===== Textauszug =====

S. 179 - 179, Rechtsprechung

Bindungswirkung von Straferkenntnissen

Die Einziehung gem § 54 Abs 1 Glücksspielgesetz (GSpG) hängt von der Verwirklichung eines objektiven Tatbildes nach § 52 Abs 1 GSpG ab und das Verwaltungsgericht trifft daher im Einziehungsverfahren nach GspG die Verpflichtung, nach Durchführung eines amtswegigen Ermittlungsverfahrens nähere Feststellungen zum Vorliegen der Verwirklichung des objektiven Tatbildes zu treffen.

Nach st Rsp des VwGH entfaltet ein rechtskräftiges Strafurteil bindende Wirkung hinsichtlich der tatsächlichen Feststellungen, auf denen sein Schuldspruch beruht, wozu jene Tatumstände gehören, aus denen sich die jeweilige strafbare Handlung nach ihren gesetzlichen Tatbestandselementen zusammensetzt. Diese Bindung besteht allerdings nur hinsichtlich jener Personen, denen gegenüber das Strafurteil ergangen ist, nicht aber gegenüber Dritten. Auch im Verwaltungsstrafverfahren ist von der Beschränkung der Bindungswirkung von Straferkenntnissen auf Parteien, denen gegenüber sie ergangen sind, auszugehen.

S. 180 - 180, Rechtsprechung

Unverhältnismäßiger Nachteil für Umweltorganisationen

Unter einem für die antragstellende Partei iSd § 30 Abs 2 VwGG „unverhältnismäßigen Nachteil“ ist im Fall der gem § 19 Abs 1 Z 7 UVP-G 2000 anerkannten Umweltorganisation ein Eingriff in die von den in § 19 Abs 4 bzw Abs 10 UVP-G 2000 genannten Umweltschutzvorschriften geschützten Interessen zu verstehen (vgl VwGH 4.2.2019, Ra 2018/04/0179, mwN). Gleiches gilt für eine Umweltorganisation aus einem anderen Staat, welche die Voraussetzungen des § 19 Abs 11 UVP-G 2000 erfüllt, und für Bürgerinitiativen gem § 19 Abs 4 UVP-G 2000.

=====

> [Aufgaben]:
(1) Beantworten Sie anhand des Textauszugs die folgenden Fragen.
(a) Wovon hängt die Einziehung gemäß § 54 Abs 1 GSpG ab?
(b) Gegenüber wem besteht die Bindungswirkung eines rechtskräftigen Strafurteils nicht?
(c) Welche Entscheidung des VwGH wird im Abschnitt über den unverhältnismäßigen Nachteil für Umweltorganisationen zitiert?
(2) Schreiben Sie den Textauszug von „Unverhältnismäßiger Nachteil für“ bis einschließlich „4 UVP-G 2000.“ wörtlich ab.

===== Datenteil =====

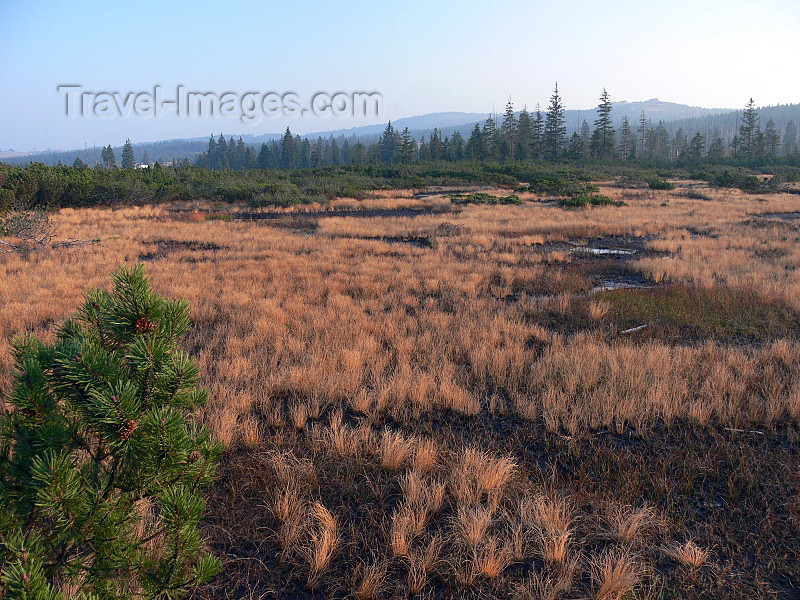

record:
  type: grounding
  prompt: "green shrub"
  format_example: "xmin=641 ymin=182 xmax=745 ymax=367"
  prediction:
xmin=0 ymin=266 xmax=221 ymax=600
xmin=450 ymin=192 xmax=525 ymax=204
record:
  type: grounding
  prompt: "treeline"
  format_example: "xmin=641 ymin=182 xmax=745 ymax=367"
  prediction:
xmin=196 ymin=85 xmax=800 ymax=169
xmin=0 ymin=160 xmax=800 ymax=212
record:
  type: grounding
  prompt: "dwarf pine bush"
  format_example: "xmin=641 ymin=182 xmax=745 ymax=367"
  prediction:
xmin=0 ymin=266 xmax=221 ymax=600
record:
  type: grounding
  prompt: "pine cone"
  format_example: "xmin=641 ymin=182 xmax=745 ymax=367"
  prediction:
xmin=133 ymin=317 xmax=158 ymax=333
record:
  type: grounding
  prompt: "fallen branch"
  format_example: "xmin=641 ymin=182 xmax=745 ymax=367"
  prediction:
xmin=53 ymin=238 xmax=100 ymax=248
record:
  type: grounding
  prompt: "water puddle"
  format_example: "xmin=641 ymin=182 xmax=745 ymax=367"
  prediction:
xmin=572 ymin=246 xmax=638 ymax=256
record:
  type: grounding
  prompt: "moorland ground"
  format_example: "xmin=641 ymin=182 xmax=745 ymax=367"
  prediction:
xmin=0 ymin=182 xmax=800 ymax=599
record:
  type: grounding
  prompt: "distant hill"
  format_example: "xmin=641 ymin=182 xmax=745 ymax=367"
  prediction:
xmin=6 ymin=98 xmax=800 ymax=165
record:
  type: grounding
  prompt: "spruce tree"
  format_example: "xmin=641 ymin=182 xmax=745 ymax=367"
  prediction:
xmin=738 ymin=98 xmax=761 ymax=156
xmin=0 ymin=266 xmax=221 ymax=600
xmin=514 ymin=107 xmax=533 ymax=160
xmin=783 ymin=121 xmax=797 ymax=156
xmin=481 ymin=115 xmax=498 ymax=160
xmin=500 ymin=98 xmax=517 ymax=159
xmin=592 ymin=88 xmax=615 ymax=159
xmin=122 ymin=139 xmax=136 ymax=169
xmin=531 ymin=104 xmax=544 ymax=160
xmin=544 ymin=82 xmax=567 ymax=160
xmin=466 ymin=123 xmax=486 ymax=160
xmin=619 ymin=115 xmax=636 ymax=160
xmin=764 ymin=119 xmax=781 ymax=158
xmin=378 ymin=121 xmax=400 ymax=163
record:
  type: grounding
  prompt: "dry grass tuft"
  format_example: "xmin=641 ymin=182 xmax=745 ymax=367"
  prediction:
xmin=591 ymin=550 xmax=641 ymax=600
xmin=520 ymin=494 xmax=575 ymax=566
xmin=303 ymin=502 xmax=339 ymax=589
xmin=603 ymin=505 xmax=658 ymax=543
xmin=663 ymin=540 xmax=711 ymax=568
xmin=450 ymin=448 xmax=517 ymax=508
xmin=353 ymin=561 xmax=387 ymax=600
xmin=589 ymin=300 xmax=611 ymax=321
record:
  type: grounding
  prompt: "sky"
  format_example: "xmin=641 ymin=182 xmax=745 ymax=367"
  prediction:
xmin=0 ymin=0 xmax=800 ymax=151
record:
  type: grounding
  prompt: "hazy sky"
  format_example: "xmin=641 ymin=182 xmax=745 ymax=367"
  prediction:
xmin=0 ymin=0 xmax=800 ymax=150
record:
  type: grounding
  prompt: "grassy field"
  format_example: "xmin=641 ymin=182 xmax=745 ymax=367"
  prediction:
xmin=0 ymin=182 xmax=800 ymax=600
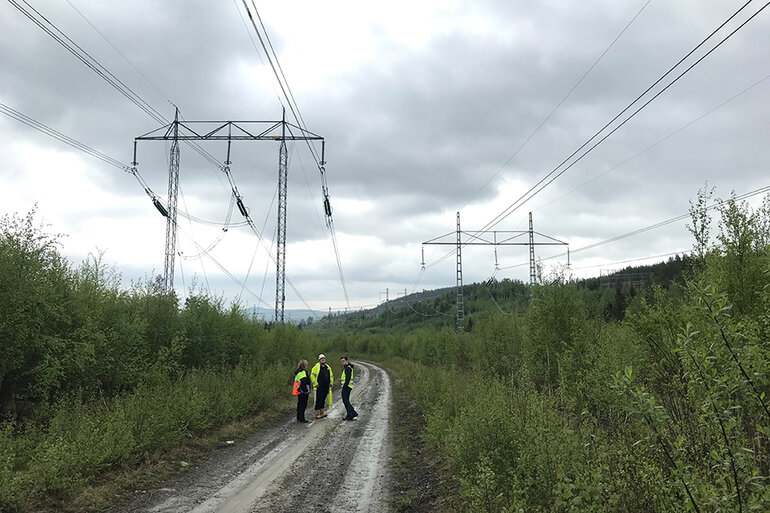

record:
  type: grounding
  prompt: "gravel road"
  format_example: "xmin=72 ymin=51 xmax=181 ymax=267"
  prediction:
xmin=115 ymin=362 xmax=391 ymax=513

=====

> [Lösungen]:
(1)
(a) Von der Verwirklichung eines objektiven Tatbildes nach § 52 Abs 1 GSpG.
(b) Gegenüber Dritten.
(c) VwGH 4.2.2019, Ra 2018/04/0179.

(2)
Unverhältnismäßiger Nachteil für Umweltorganisationen

Unter einem für die antragstellende Partei iSd § 30 Abs 2 VwGG „unverhältnismäßigen Nachteil“ ist im Fall der gem § 19 Abs 1 Z 7 UVP-G 2000 anerkannten Umweltorganisation ein Eingriff in die von den in § 19 Abs 4 bzw Abs 10 UVP-G 2000 genannten Umweltschutzvorschriften geschützten Interessen zu verstehen (vgl VwGH 4.2.2019, Ra 2018/04/0179, mwN). Gleiches gilt für eine Umweltorganisation aus einem anderen Staat, welche die Voraussetzungen des § 19 Abs 11 UVP-G 2000 erfüllt, und für Bürgerinitiativen gem § 19 Abs 4 UVP-G 2000.